GIVEN PROBLEM
State how many of the lines below contain the string "fixture", matching case exactly. Give only that number.
::: DATA PROVIDED :::
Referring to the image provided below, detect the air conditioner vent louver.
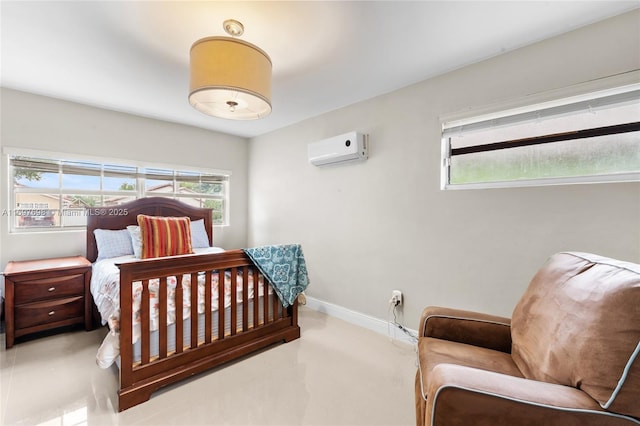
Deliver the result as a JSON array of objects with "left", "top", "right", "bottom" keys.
[{"left": 307, "top": 132, "right": 369, "bottom": 166}]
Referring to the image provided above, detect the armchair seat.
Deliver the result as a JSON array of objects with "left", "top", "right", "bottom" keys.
[{"left": 415, "top": 253, "right": 640, "bottom": 426}]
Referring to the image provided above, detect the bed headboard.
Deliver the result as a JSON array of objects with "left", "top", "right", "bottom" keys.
[{"left": 87, "top": 197, "right": 213, "bottom": 262}]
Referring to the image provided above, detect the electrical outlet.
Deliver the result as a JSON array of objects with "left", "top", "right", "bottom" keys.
[{"left": 389, "top": 290, "right": 402, "bottom": 306}]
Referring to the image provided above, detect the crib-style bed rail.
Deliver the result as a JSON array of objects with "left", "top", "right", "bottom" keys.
[{"left": 118, "top": 250, "right": 300, "bottom": 411}]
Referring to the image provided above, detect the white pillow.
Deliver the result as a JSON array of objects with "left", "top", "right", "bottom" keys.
[
  {"left": 93, "top": 229, "right": 133, "bottom": 260},
  {"left": 127, "top": 225, "right": 142, "bottom": 259},
  {"left": 191, "top": 219, "right": 210, "bottom": 248}
]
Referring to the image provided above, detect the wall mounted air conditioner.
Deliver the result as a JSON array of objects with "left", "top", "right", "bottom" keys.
[{"left": 307, "top": 132, "right": 369, "bottom": 166}]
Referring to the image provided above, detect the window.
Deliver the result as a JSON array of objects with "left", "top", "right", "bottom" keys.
[
  {"left": 442, "top": 78, "right": 640, "bottom": 188},
  {"left": 3, "top": 154, "right": 229, "bottom": 232}
]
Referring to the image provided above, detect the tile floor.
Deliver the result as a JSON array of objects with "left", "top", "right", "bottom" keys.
[{"left": 0, "top": 307, "right": 416, "bottom": 426}]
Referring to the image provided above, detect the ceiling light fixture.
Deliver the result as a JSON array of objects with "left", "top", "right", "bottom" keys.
[{"left": 189, "top": 19, "right": 271, "bottom": 120}]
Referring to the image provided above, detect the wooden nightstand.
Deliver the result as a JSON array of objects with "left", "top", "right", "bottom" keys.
[{"left": 4, "top": 256, "right": 92, "bottom": 349}]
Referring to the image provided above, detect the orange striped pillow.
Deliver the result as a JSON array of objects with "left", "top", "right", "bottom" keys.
[{"left": 138, "top": 214, "right": 193, "bottom": 259}]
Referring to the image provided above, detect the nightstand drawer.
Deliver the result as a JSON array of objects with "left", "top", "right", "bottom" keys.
[
  {"left": 14, "top": 274, "right": 84, "bottom": 305},
  {"left": 15, "top": 297, "right": 85, "bottom": 329}
]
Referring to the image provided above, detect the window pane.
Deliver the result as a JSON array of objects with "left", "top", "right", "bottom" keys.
[
  {"left": 12, "top": 193, "right": 60, "bottom": 228},
  {"left": 13, "top": 168, "right": 60, "bottom": 188},
  {"left": 144, "top": 169, "right": 173, "bottom": 196},
  {"left": 102, "top": 164, "right": 137, "bottom": 191},
  {"left": 450, "top": 132, "right": 640, "bottom": 184}
]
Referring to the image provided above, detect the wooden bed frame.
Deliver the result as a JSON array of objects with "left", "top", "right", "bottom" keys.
[{"left": 87, "top": 197, "right": 300, "bottom": 411}]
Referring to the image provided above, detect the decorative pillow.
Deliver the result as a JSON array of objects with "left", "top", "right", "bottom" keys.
[
  {"left": 127, "top": 225, "right": 142, "bottom": 259},
  {"left": 511, "top": 253, "right": 640, "bottom": 417},
  {"left": 93, "top": 229, "right": 133, "bottom": 260},
  {"left": 138, "top": 214, "right": 193, "bottom": 259},
  {"left": 191, "top": 219, "right": 210, "bottom": 248}
]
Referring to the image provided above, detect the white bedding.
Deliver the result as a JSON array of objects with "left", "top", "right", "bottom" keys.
[{"left": 91, "top": 247, "right": 271, "bottom": 368}]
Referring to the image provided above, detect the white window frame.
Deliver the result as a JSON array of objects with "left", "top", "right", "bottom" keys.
[
  {"left": 2, "top": 147, "right": 232, "bottom": 233},
  {"left": 440, "top": 70, "right": 640, "bottom": 190}
]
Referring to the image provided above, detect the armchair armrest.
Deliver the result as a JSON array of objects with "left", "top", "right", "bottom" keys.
[
  {"left": 425, "top": 364, "right": 638, "bottom": 426},
  {"left": 418, "top": 306, "right": 511, "bottom": 353}
]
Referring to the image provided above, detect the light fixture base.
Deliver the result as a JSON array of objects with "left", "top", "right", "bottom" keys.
[{"left": 222, "top": 19, "right": 244, "bottom": 37}]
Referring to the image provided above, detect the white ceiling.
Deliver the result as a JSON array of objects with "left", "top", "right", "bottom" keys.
[{"left": 0, "top": 0, "right": 640, "bottom": 137}]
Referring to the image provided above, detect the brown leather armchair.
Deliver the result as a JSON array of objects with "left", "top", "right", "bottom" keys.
[{"left": 415, "top": 253, "right": 640, "bottom": 426}]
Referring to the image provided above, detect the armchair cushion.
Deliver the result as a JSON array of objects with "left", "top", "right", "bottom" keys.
[
  {"left": 511, "top": 253, "right": 640, "bottom": 417},
  {"left": 421, "top": 364, "right": 633, "bottom": 426},
  {"left": 420, "top": 306, "right": 511, "bottom": 352}
]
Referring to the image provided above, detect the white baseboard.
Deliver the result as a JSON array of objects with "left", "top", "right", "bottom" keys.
[{"left": 305, "top": 296, "right": 418, "bottom": 344}]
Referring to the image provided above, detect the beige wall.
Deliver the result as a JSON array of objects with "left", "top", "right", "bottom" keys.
[
  {"left": 0, "top": 88, "right": 248, "bottom": 269},
  {"left": 249, "top": 11, "right": 640, "bottom": 322}
]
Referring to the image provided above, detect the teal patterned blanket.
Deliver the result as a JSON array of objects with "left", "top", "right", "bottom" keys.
[{"left": 243, "top": 244, "right": 309, "bottom": 308}]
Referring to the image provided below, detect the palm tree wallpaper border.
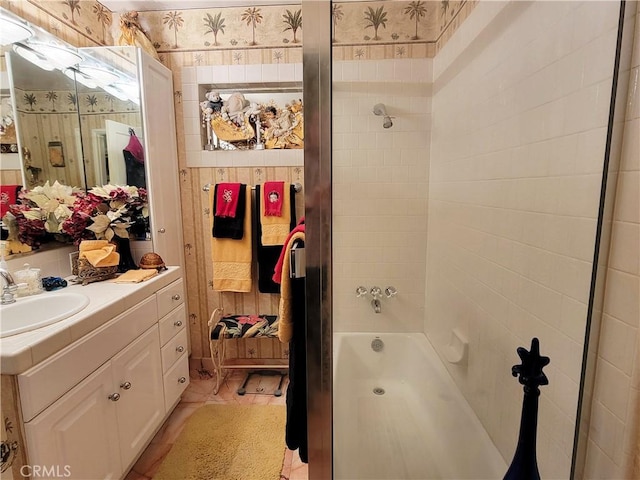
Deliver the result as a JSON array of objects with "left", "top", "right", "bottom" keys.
[
  {"left": 122, "top": 0, "right": 474, "bottom": 64},
  {"left": 3, "top": 0, "right": 477, "bottom": 64}
]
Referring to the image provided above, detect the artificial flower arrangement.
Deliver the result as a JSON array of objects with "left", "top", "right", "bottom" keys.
[{"left": 9, "top": 181, "right": 149, "bottom": 247}]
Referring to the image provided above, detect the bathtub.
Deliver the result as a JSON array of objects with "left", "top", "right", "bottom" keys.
[{"left": 333, "top": 333, "right": 508, "bottom": 480}]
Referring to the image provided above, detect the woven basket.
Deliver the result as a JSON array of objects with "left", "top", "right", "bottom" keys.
[{"left": 75, "top": 258, "right": 118, "bottom": 285}]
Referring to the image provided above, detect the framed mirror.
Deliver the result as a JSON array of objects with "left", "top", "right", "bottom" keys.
[{"left": 0, "top": 8, "right": 148, "bottom": 254}]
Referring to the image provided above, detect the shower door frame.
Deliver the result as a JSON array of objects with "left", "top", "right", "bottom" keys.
[
  {"left": 302, "top": 0, "right": 333, "bottom": 480},
  {"left": 302, "top": 0, "right": 633, "bottom": 480}
]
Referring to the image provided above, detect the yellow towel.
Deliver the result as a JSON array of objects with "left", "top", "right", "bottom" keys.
[
  {"left": 78, "top": 240, "right": 120, "bottom": 268},
  {"left": 209, "top": 186, "right": 252, "bottom": 292},
  {"left": 114, "top": 268, "right": 158, "bottom": 283},
  {"left": 260, "top": 184, "right": 291, "bottom": 247},
  {"left": 278, "top": 232, "right": 304, "bottom": 343}
]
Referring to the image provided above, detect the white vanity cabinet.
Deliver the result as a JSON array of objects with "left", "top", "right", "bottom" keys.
[{"left": 18, "top": 279, "right": 189, "bottom": 480}]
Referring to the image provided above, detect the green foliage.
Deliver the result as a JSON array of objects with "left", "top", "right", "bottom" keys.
[
  {"left": 364, "top": 6, "right": 387, "bottom": 40},
  {"left": 202, "top": 12, "right": 226, "bottom": 46},
  {"left": 282, "top": 9, "right": 302, "bottom": 43}
]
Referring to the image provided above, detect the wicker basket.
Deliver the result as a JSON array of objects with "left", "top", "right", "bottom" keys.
[{"left": 71, "top": 258, "right": 118, "bottom": 285}]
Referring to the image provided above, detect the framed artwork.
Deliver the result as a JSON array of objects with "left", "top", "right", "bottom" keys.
[{"left": 48, "top": 142, "right": 64, "bottom": 167}]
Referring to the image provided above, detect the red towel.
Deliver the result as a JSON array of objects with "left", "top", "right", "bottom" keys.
[
  {"left": 271, "top": 217, "right": 304, "bottom": 284},
  {"left": 215, "top": 183, "right": 240, "bottom": 218},
  {"left": 262, "top": 182, "right": 286, "bottom": 217},
  {"left": 0, "top": 185, "right": 22, "bottom": 218}
]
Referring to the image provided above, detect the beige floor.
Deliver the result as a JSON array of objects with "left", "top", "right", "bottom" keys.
[{"left": 125, "top": 370, "right": 309, "bottom": 480}]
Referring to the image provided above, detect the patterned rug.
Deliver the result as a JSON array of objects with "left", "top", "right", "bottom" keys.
[{"left": 153, "top": 405, "right": 286, "bottom": 480}]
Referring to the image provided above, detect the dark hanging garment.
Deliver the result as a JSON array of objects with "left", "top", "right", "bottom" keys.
[
  {"left": 285, "top": 245, "right": 309, "bottom": 463},
  {"left": 122, "top": 150, "right": 147, "bottom": 188},
  {"left": 254, "top": 185, "right": 296, "bottom": 292},
  {"left": 122, "top": 129, "right": 147, "bottom": 188}
]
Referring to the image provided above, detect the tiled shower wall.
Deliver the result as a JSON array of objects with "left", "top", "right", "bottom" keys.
:::
EXERCISE OUTPUT
2